> [Set of tasks]:
• a. In the notebook code, which model does call_openai use by default?
• b. Using the notebook code, explain why generate_response joins the page content of the retrieved documents into one string.

#### Extract ####

In [1]:
from dotenv import load_dotenv
load_dotenv()

True

In [2]:
import uuid
thread_id = uuid.uuid4()

In [4]:
from langsmith import traceable
from openai import OpenAI
from typing import List
import nest_asyncio
from utils import get_vector_db_retriever

openai_client = OpenAI()
nest_asyncio.apply()
retriever = get_vector_db_retriever()

@traceable(run_type="chain")
def retrieve_documents(question: str):
    return retriever.invoke(question)

@traceable(run_type="chain")
def generate_response(question: str, documents):
    formatted_docs = "\n\n".join(doc.page_content for doc in documents)
    rag_system_prompt = """You are an assistant for question-answering tasks. 
    Use the following pieces of retrieved context to answer the latest question in the conversation. 
    If you don't know the answer, just say that you don't know. 
    Use three sentences maximum and keep the answer concise.
    """
    messages = [
        {
            "role": "system",
            "content": rag_system_prompt
        },
        {
            "role": "user",
            "content": f"Context: {formatted_docs} \n\n Question: {question}"
        }
    ]
    return call_openai(messages)

@traceable(run_type="llm")
def call_openai(
    messages: List[dict], model: str = "gpt-4o-mini", temperature: float = 0.0
) -> str:
    return openai_client.chat.completions.create(
        model=model,
        messages=messages,
        temperature=temperature,
    )

@traceable(run_type="chain")
def langsmith_rag(question: str):
    documents = retrieve_documents(question)
    response = generate_response(question, documents)
    return response.choices[0].message.content

In [6]:
question = "To start, what is the primary purpose of LangSmith, and what main problem does it solve for developers working with LLMs?"
ai_answer = langsmith_rag(question, langsmith_extra={"metadata": {"thread_id": thread_id}})
print(ai_answer)

#### Extracted data ####

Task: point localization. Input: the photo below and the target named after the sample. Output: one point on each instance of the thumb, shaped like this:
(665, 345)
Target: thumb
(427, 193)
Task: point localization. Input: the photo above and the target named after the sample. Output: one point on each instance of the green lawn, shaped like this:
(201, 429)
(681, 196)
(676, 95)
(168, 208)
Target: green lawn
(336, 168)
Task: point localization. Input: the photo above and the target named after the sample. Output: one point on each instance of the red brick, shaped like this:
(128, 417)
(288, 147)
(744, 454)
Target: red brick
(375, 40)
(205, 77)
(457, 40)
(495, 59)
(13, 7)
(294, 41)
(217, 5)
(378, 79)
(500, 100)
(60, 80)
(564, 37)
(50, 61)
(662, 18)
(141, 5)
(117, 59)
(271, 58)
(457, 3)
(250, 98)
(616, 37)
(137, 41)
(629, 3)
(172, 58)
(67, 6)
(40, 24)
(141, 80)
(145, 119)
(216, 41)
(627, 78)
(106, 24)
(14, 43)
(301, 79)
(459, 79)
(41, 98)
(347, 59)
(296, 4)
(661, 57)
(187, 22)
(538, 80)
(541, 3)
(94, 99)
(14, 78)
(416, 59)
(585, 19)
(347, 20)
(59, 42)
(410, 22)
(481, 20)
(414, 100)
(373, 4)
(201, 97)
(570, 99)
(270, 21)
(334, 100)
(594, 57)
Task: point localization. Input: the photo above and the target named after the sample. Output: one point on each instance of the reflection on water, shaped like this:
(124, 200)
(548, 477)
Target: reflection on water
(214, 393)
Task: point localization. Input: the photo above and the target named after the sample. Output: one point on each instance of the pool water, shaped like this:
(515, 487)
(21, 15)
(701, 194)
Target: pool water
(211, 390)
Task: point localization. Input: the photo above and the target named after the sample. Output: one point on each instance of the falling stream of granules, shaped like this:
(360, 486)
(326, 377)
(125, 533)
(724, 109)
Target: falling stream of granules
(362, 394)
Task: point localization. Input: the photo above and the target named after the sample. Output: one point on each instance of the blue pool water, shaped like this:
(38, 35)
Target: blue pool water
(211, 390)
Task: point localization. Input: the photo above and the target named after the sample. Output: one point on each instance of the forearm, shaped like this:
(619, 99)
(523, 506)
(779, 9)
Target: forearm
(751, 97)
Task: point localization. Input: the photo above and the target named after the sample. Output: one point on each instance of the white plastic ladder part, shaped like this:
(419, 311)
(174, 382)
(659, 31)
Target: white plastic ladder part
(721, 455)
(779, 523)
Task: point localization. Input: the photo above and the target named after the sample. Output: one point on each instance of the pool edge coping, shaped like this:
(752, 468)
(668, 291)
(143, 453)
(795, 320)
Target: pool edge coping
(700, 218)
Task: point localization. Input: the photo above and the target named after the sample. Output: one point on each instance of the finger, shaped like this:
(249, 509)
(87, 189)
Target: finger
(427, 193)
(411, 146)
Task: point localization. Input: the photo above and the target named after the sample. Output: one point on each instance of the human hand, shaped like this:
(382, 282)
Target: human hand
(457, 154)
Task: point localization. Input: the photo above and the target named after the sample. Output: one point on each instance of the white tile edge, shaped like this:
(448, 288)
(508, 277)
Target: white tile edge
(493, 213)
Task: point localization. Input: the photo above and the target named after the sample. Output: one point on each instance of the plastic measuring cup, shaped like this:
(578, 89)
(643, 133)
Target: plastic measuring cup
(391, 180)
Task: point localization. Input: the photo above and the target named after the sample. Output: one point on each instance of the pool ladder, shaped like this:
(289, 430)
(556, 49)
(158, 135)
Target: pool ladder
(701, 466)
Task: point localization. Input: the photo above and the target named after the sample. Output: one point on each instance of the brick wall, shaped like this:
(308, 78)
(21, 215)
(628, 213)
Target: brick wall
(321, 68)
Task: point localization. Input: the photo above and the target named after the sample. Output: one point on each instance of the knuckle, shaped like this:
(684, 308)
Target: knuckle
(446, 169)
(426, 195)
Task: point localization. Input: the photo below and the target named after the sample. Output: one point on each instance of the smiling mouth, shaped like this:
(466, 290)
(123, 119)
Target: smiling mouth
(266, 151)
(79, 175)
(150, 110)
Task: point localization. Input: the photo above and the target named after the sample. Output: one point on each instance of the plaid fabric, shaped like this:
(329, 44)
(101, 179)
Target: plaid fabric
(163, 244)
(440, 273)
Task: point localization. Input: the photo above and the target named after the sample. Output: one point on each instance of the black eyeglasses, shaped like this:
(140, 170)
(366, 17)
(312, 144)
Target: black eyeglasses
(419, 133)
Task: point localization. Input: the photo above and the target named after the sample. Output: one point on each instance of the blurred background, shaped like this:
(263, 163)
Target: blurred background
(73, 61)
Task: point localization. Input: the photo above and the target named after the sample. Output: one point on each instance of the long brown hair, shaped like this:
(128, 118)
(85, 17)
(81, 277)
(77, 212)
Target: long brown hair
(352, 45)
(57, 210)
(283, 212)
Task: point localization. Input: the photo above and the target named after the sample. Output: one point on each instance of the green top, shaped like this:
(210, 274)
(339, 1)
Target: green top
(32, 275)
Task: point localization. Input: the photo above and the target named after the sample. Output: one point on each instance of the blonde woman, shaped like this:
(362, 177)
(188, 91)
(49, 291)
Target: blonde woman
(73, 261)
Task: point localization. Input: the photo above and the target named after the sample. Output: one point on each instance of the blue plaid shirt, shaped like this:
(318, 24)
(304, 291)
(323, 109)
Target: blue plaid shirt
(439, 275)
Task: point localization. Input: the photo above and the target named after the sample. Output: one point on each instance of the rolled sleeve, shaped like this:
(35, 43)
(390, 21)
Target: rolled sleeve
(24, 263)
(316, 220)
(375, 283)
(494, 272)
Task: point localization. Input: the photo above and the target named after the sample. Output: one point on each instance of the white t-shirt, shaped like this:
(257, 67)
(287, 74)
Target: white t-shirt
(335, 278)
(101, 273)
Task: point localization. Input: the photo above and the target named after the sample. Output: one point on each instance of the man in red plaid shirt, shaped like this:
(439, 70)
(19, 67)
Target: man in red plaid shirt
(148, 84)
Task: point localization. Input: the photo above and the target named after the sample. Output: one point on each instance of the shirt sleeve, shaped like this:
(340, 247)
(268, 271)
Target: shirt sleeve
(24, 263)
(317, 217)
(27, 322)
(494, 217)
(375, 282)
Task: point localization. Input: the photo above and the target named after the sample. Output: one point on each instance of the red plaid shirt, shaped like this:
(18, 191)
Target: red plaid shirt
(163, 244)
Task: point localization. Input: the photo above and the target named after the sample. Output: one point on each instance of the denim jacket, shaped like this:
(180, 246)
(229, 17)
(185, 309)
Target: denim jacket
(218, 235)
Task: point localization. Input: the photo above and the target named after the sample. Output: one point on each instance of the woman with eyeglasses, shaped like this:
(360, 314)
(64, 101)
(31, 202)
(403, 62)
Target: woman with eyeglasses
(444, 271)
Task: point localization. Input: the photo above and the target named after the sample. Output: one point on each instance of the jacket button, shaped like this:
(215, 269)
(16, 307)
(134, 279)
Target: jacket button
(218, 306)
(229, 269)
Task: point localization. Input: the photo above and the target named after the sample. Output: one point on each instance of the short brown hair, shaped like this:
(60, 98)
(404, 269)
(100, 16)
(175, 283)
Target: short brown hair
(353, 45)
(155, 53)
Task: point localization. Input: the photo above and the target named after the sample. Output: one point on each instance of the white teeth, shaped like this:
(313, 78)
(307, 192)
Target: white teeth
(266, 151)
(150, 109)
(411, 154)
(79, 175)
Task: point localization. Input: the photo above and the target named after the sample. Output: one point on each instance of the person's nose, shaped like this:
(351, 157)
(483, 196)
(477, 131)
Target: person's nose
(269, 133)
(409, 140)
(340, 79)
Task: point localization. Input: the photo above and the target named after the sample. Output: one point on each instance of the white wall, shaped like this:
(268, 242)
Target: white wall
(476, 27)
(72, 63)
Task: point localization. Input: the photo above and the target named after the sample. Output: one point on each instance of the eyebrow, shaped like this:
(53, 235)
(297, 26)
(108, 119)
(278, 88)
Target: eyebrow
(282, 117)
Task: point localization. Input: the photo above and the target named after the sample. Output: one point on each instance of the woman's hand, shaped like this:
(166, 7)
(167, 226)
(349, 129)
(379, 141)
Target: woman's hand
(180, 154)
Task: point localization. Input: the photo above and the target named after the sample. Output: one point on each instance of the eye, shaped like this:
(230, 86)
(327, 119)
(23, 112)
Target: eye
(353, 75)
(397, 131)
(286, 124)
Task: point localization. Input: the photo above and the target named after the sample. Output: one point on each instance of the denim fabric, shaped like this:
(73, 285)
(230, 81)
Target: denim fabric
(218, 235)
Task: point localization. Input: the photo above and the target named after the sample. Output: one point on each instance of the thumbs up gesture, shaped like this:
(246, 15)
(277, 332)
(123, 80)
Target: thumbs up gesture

####

> [Responses by item number]:
• a. gpt-4o-mini

• b. The joined string, formatted_docs, goes into the user message as the "Context" placed before the question. The system prompt tells the model to use this retrieved context to answer the latest question.